Confidential is a high-growth, remote-first technology company building automation and AI infrastructure used by millions of businesses globally. The Events Team is responsible for a high-scale event streaming platform, and this role focuses on ensuring the reliability, scalability, and evolution of that system.
Responsibilities:
- Design, build, and maintain scalable event-driven systems using Kafka (MSK)
- Develop and manage AWS-based infrastructure (SQS, S3, Lambda, Aurora, Redis) with Terraform
- Improve resiliency, observability, and performance across distributed systems
- Build internal libraries and tooling to simplify event publishing and consumption for other teams
- Contribute to data governance and data hygiene practices
- Refactor and evolve systems as technologies and best practices advance
- Participate in on-call rotations to maintain uptime and reliability
- Collaborate through code reviews, technical discussions, and mentoring
Requirements:
- 5+ years of software development experience
- Strong proficiency in Python
- Hands-on experience with Kafka/MSK and event/streaming systems at scale (2+ years)
- Experience designing and supporting highly available cloud infrastructure (AWS preferred)
- Infrastructure-as-Code experience (Terraform or similar)
- Strong understanding of distributed systems, reliability, and observability
- Collaborative mindset and ability to work effectively in a remote environment
- Experience with Go
- SRE or production support experience
- Experience with cloud queue systems (SQS preferred)
- CI/CD pipeline experience (e.g., GitLab)

Dataset excerpt:
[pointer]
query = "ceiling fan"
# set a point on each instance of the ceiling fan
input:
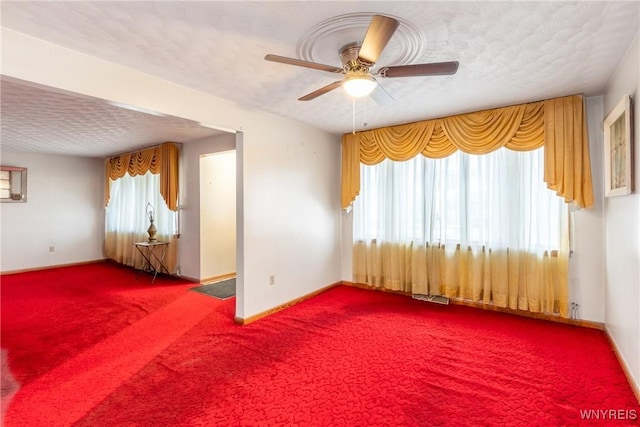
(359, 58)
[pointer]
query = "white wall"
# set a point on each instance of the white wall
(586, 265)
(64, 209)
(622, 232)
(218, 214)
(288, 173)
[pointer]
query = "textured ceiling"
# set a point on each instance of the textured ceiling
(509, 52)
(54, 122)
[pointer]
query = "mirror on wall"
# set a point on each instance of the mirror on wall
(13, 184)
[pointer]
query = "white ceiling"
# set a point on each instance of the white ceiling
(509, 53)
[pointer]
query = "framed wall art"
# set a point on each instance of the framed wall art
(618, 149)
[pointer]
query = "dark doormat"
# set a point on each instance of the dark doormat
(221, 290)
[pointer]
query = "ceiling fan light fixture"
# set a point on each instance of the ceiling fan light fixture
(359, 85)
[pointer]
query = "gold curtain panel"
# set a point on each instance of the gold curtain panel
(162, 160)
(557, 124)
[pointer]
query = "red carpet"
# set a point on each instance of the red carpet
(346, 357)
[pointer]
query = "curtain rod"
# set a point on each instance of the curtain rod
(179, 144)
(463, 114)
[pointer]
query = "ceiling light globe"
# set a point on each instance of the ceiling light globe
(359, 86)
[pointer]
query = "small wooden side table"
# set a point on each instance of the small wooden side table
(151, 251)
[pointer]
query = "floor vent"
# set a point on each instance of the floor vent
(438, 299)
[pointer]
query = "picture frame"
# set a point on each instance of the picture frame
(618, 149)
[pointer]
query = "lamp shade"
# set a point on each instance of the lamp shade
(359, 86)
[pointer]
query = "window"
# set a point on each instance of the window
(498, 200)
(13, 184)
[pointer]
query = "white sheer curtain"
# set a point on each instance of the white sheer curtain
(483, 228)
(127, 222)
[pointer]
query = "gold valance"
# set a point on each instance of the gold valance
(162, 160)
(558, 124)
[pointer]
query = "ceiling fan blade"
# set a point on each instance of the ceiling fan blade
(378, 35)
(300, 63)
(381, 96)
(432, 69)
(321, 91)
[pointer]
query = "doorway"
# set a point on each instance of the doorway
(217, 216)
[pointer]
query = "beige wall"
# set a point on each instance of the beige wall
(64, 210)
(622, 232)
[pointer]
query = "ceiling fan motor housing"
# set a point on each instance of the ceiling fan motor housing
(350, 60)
--
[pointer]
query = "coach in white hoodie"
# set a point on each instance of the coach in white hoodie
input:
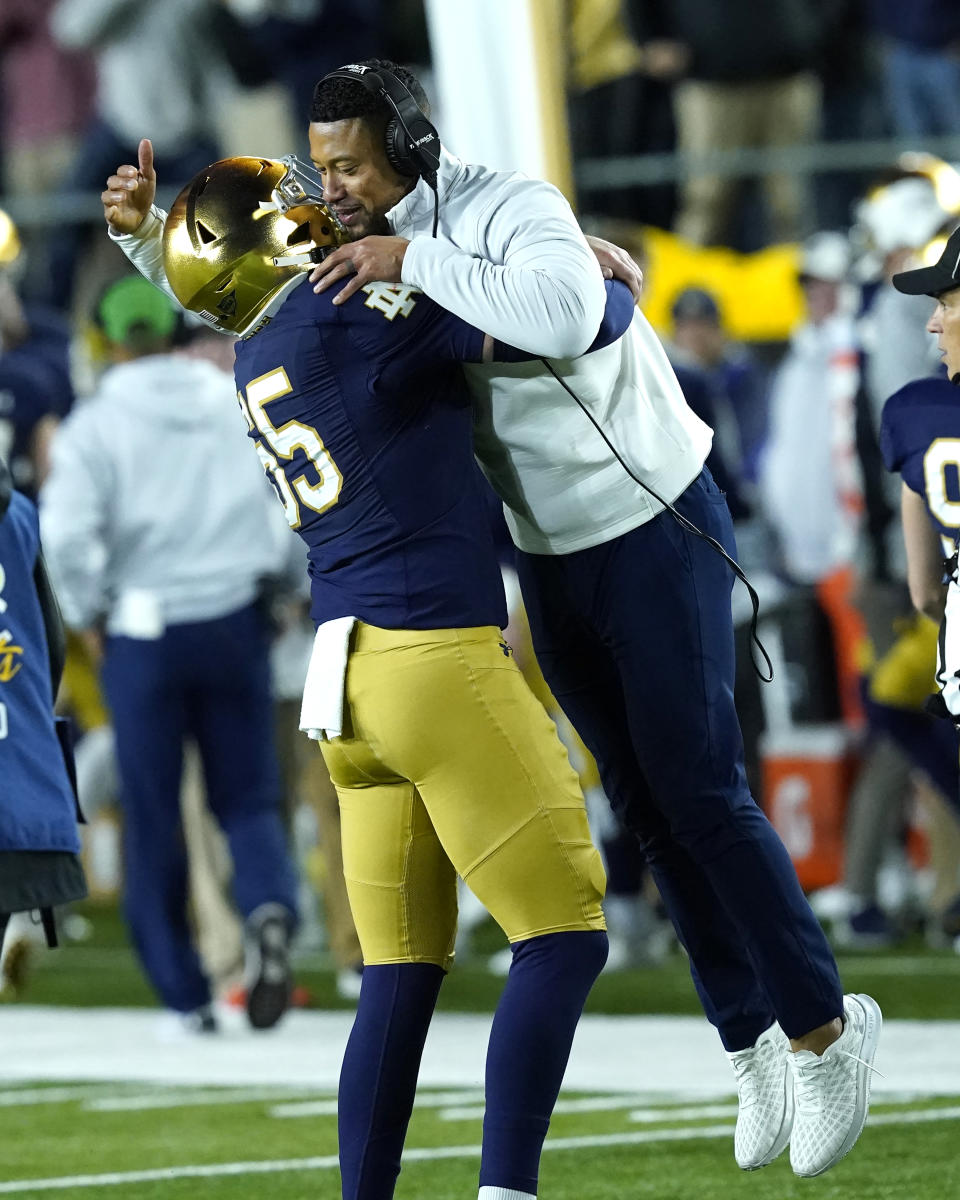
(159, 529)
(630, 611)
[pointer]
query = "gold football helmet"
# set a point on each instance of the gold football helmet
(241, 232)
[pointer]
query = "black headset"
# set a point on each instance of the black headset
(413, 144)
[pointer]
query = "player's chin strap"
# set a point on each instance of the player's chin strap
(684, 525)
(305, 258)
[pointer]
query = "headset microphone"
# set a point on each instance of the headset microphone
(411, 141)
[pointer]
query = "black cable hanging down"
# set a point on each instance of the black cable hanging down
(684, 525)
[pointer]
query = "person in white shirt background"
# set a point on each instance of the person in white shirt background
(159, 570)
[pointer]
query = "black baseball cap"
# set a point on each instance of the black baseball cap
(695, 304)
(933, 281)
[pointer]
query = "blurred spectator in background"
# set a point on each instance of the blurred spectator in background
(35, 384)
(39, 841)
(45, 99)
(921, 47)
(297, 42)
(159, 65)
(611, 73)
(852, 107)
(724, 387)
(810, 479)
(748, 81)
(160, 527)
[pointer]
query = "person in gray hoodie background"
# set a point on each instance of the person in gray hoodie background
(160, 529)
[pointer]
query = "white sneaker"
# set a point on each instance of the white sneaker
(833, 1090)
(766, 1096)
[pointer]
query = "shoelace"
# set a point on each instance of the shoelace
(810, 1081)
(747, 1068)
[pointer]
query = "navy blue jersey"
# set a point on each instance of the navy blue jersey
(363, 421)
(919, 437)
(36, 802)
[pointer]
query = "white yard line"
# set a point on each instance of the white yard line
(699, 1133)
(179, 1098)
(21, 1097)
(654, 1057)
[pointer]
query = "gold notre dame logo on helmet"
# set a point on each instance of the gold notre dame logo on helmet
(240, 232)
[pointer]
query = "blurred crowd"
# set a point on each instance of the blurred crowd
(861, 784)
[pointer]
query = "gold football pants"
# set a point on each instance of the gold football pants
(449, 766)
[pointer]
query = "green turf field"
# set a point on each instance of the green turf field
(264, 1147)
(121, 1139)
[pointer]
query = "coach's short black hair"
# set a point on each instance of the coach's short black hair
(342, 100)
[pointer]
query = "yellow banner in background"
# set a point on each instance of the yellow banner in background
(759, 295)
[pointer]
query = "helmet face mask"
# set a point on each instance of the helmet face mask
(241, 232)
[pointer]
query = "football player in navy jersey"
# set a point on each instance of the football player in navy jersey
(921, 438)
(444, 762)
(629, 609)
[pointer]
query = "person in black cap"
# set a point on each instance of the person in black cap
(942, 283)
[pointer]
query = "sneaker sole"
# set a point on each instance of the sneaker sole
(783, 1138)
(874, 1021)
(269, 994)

**Given problem A:** Can you condense the job posting's paragraph that begins "Confidential is a high-growth" into a shorter version that keeps its main facts?
**Given problem B:** Reproduce the job posting word for word, starting at "- Experience designing" and ending at "experience (e.g., GitLab)".
This data is drawn from a separate source unrelated to the job posting.

**Result A:** Confidential, a fast-growing, remote-first tech company, builds automation and AI infrastructure for millions of businesses worldwide. Its Events Team runs a high-scale event streaming platform, and this role centers on that system's reliability, scalability, and evolution.

**Result B:**
- Experience designing and supporting highly available cloud infrastructure (AWS preferred)
- Infrastructure-as-Code experience (Terraform or similar)
- Strong understanding of distributed systems, reliability, and observability
- Collaborative mindset and ability to work effectively in a remote environment
- Experience with Go
- SRE or production support experience
- Experience with cloud queue systems (SQS preferred)
- CI/CD pipeline experience (e.g., GitLab)